2016 was not Vauxhall’s best year. Full-year registrations fell almost 7% compared with 2015 and its market share fell almost a percentage point, to below the psychologically important 10% threshold for the first time this century.
In addition to this, few could have foreseen that Vauxhall’s chairman and managing director, Rory Harvey, would be called upon to defend the brand after wiring defects caused two of its big-selling models to hit the headlines following a string of fires.
Being forced by the surprise result of the EU referendum into discussions with Government ministers about safeguarding its UK manufacturing operation was equally unwelcome.
Vauxhall was among the manufacturers who increased prices in July and October – by 2.5% – but Harvey insisted “the volatility needs to stop”, adding: “What we don’t want to do is knee-jerk into a reaction.”
Stability will be a key aim for Vauxhall in 2017 - it has five new models launching.
==========
Your tasks:
a. According to the article on Vauxhall's 2016, how many new models does Vauxhall have launching in 2017?
b. Reproduce word for word the part of the article on Vauxhall's 2016 that runs from "2016 was not" up to and including "string of fires.".

Information provided:
==========
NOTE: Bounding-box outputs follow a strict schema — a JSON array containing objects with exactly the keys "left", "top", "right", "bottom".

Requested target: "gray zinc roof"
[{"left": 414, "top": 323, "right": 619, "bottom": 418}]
==========
Solutions in order:
a. Five.

b.
2016 was not Vauxhall’s best year. Full-year registrations fell almost 7% compared with 2015 and its market share fell almost a percentage point, to below the psychologically important 10% threshold for the first time this century.
In addition to this, few could have foreseen that Vauxhall’s chairman and managing director, Rory Harvey, would be called upon to defend the brand after wiring defects caused two of its big-selling models to hit the headlines following a string of fires.